KODE-4

Friday, June 8, 2007

Mempertimbangkan Estetika Ruang Terbuka Kota Padang

OLEH SUDARMOKO

Penempatan berbagai macam reklame dan baliho atau informasi lain yang memanfaatkan ruang terbuka sebagai medianya tak jarang ditata tanpa mempertimbangkan estetika. Spanduk-spanduk dipasang di tempat-tempat yang tidak disediakan secara khusus, dan sering kali dipasang secara melintang di atas jalan, yang membahayakan pemakai jalan bila sewaktu-waktu jatuh. Demikian juga, tak ada aturan dan tindakan yang tegas untuk reklame atau baliho yang sudah kedaluarsa atau menyalahi tata ruang yang disediakan. Tampaknya, asal sudah membayar pajak, pemasang iklan di ruang terbuka ini bebas untuk menempatkannya dimana saja.

Demikian juga dengan jembatan-jembatan penyeberangan yang dibangun di sekitar tempat-tempat keramaian (mal), yang dimaksudkan sebagai antisipasi terhadap kemacetan yang terjadi, tidak banyak dimanfaatkan. Orang (pengunjung) lebih banyak menerobos jalan raya, walaupun sudah dipagar dengan kokoh untuk membuat orang terbiasa dengan jembatan penyeberangan. Kasus jembatan penyeberangan ini juga memiliki nuansa tersendiri, seperti halnya gedung-gedung pemerintahan dan pelayanan publik yang memiliki lantai lebih dari satu yang tidak menyediakan lift. Nuansa itu adalah ketiadaan rasa peduli bagi masyarakat diffable. Mereka susah mengakses tempat-tempat tersebut.
Tak ada upaya, tampaknya, dari pihak-pihak yang memiliki kepentingan terhadap hal ini, pemerintah dan pengembang, untuk melakukan terobosan yang dapat mempertimbangkan kebutuhan dan rasa estetika. Jika hal ini dibiarkan, maka kota ini akan terlihat centang perenang dan carut marut, seperti coretan-coretan yang tak jelas bentuknya.
Bersangkut dengan estetika kota, terutama untuk tempat-tempat terbuka, adalah dengan membangun dan memasang karya-karya seni rupa, seperti patung, instalasi, maupun monumen-monumen kecil, di tempat-tempat yang dipilih dengan beberapa alasan seperti sejarah, batas wilayah, fungsi gedung atau wilayah, dan sebagainya. Selain untuk memperindah kota, pemanfaatan ini juga dapat dijadikan penanda bagi masyarakat, dan juga pengunjung kota. Demikian juga dengan pengembangan-pengembangan hunian yang ada, dapat disisihkan sedikit tempat untuk meletakkan karya seni di ruang terbuka sehingga para penghuninya akan memiliki kebanggaan dan penanda yang khas.
Biasanya, dalam benak orang, akan menyebutkan salah satu penanda yang khas atau menonjol untuk menyebutkan lokasi yang mereka tuju. Katakanlah, orang akan mengatakan nama-nama Minang Plaza, Gubernuran, Lippo, Taqwa, Matahari, Rocky, Gramedia, sebagai contoh, untuk menunjuk tempat ketika membuat janji untuk bertemu. Dengan menempatkan karya seni di tempat-tempat tertentu di dalam kota juga akan meninggalkan kesan dan kenangan yang baik bagi para pengunjung kota dari luar daerah.

| SOAL LATIHAN 1 |
Laporkan setiap baris dalam daftar di bawah yang memuat kata "towel", lalu salin baris itu secara utuh.
Artikel tentang estetika ruang terbuka Kota Padang ini tidak berhubungan dengan daftar data sesudahnya.

| DATA LATIHAN |
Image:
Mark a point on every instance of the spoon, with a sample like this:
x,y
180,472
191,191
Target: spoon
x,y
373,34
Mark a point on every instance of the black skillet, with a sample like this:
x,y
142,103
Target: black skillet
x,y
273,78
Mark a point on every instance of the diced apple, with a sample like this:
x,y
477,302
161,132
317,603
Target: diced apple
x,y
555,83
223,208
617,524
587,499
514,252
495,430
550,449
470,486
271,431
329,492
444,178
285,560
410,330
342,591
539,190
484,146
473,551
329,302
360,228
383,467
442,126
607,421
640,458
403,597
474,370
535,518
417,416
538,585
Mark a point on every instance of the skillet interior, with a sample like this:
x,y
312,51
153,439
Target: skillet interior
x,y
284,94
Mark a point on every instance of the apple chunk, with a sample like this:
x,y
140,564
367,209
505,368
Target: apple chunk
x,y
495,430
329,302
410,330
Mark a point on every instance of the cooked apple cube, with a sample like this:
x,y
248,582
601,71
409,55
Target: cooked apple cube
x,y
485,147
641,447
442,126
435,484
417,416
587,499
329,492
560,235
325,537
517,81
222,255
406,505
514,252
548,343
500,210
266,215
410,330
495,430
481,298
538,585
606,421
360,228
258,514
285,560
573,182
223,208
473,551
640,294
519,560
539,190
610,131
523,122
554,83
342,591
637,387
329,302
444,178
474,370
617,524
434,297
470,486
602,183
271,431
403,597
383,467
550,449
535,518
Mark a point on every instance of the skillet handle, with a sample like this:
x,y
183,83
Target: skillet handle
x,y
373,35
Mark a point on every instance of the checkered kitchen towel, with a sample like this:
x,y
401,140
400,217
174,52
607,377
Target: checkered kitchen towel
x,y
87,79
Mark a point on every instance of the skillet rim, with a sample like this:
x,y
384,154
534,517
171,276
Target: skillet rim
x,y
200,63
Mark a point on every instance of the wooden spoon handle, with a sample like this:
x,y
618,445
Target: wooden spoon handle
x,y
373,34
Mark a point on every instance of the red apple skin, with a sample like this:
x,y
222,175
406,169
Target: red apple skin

| SOAL LATIHAN 2 |
Menurut artikel tentang estetika ruang terbuka Kota Padang, fasilitas apa yang tidak disediakan oleh gedung pemerintahan dan pelayanan publik yang memiliki lantai lebih dari satu?

| JAWABAN BENAR 1 |
Mark a point on every instance of the checkered kitchen towel, with a sample like this:
Target: checkered kitchen towel

| JAWABAN BENAR 2 |
Gedung-gedung tersebut tidak menyediakan lift.